◆ WHAT TO WORK ON:
Continue the article on the expiration of the Radiation Exposure Compensation Act, picking up after its final sentence.

◆ EXCERPT TO READ:
################
One year without RECA: Justice delayed for radiation victims in Idaho and beyond

Yahooa day ago

Craters across the Frenchman Flats in Nevada dot the landscape where the U.S. government tested hundreds of nuclear weapons. Under a proposed expansion of the Radiation Compensation Exposure Act, anyone in states like Utah or Idaho diagnosed with certain cancers caused by nuclear testing would have been eligible for compensation. But the expansion was cut from Congress' defense spending bill, and the protections in the act were allowed to expire. ()
June 10 marks one year since the U.S. Congress allowed the Radiation Exposure Compensation Act, or RECA, to expire — abandoning thousands of Americans who sacrificed their health in the name of national security.
RECA provided critical compensation for medical expenses to uranium miners, mill workers, and 'downwinders' exposed to radiation during Cold War-era nuclear testing and weapons development. But even when it was active, RECA was incomplete, excluding entire communities — including Idahoans — who suffered the same devastating consequences.
From 1945 to 1992, the U.S. government detonated over a thousand nuclear weapons, scattering radioactive fallout across the West.
America's nuclear 'downwinders' deserve justice
While RECA compensated some downwinders in Nevada, Utah, and Arizona, Idahoans — who endured the same invisible poison — were left out.
Uranium miners employed after 1971 and St. Louis communities used as dumping grounds for Manhattan Project Waste were also excluded from RECA compensation.
The consequences have been deadly. Research shows that radiation exposure leads to cancers, heart disease, genetic mutations, and immune disorders —with women and children at greatest risk. Yet for decades, the government dismissed these victims as collateral damage, treating rural Westerners and Indigenous communities as expendable.
Atomic Energy Commission documents revealed the attitude of the officials making decisions, that we were just a bunch of cowboys, Indians, and Mormons, and a 'low-use segment' of the population.
################
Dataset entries
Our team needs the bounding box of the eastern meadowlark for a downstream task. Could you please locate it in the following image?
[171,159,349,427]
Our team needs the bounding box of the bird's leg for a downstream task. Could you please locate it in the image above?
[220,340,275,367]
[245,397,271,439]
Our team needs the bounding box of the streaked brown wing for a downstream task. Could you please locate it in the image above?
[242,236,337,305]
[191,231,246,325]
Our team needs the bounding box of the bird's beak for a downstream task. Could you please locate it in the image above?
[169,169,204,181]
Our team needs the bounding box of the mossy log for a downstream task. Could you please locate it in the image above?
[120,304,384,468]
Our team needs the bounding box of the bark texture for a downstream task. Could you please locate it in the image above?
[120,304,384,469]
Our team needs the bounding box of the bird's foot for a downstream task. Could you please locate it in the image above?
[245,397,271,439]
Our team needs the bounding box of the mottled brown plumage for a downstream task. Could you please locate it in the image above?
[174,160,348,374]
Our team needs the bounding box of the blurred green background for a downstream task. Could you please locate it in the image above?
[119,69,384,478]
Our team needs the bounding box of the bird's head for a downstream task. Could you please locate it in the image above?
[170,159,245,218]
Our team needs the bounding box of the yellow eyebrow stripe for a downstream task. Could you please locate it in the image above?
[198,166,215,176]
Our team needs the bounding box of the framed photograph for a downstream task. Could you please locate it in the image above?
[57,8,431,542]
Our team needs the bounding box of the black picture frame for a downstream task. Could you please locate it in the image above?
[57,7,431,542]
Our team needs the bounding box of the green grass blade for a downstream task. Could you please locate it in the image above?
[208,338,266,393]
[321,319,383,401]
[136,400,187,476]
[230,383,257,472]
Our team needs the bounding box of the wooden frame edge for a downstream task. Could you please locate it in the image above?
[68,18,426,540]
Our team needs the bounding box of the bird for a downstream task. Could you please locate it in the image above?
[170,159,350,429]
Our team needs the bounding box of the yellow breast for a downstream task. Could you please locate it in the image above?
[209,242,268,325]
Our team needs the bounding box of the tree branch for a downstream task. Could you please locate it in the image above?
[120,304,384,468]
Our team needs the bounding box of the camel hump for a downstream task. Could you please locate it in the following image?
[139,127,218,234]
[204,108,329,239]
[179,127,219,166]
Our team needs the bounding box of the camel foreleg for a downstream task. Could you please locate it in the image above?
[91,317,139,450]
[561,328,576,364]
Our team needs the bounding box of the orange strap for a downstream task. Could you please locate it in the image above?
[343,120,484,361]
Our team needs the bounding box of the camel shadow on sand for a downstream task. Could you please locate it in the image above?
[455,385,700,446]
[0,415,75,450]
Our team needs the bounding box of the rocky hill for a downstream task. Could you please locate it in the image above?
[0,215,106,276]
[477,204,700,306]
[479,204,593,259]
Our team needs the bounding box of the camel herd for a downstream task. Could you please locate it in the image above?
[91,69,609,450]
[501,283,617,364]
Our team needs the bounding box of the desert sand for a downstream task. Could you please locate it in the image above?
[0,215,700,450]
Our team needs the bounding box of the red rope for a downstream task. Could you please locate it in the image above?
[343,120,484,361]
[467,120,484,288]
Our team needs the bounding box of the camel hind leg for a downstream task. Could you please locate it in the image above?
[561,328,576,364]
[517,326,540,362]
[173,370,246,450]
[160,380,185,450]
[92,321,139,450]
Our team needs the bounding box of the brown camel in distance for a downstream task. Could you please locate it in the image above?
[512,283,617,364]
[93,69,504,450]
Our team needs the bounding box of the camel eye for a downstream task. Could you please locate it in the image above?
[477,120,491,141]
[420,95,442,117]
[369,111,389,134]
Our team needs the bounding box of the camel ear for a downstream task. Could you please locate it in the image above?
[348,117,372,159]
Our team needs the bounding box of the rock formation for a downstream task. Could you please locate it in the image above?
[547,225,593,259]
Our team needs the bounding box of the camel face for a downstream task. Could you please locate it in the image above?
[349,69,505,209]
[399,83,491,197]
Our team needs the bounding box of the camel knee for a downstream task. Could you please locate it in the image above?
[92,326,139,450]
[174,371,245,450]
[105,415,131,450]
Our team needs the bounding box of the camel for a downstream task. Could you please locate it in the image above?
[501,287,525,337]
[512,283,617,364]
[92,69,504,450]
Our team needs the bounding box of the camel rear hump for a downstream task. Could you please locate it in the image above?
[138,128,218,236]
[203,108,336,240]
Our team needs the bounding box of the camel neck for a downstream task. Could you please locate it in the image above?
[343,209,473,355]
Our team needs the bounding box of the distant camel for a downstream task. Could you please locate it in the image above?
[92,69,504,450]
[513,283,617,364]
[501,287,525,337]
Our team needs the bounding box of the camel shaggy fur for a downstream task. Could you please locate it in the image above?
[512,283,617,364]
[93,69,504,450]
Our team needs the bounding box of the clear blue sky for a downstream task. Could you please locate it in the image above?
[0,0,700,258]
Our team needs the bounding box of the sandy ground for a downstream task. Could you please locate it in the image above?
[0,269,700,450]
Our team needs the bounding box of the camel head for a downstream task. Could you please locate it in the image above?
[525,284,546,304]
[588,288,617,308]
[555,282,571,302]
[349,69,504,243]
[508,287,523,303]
################
◆ RESPONSE TO THE EXERCISE:
Western states were deemed 'low-population,' as if rural lives mattered less. The Marshall Islands, subjected to 67 nuclear tests, were treated as a sacrifice zone, and officials justified this; they are 'more like us than the mice' is the quote from an Atomic Energy Commission official in 1956.
Dismissing Nevada Test Site downwinders and other nuclear weapons test victims as insignificant reflects a brutal truth: the U.S. government calculated whose life had worth and whose did not.
But cancer doesn't discriminate. Families in Idaho, Montana, Wyoming, New Mexico, and beyond have watched generations suffer from rare leukemias, thyroid diseases, brain cancers, and clusters of tumors. Many never knew their illnesses were tied to nuclear testing — until it was too late.
RECA should be reinstated and expanded to cover all radiation victims, including people like:
Idaho downwinders
Post-1971 uranium workers
Other communities excluded from fallout zones
Congress has a choice: pass RECA in the next must-pass Big, Beautiful, Bill, or continue to let victims die waiting. This isn't just about compensation — it's about admitting the full cost of America's nuclear legacy and justice for victims.
Our representatives in Congress will make better decisions if they hear from residents about how expansion of RECA would affect them.
Research your family history — were there unexplained cancers, thyroid conditions, or stillbirths? Radiation's effects linger for generations.
Speak up — this isn't ancient history. Every day RECA lapses, more people suffer.
We can't allow our government to wait for people to die.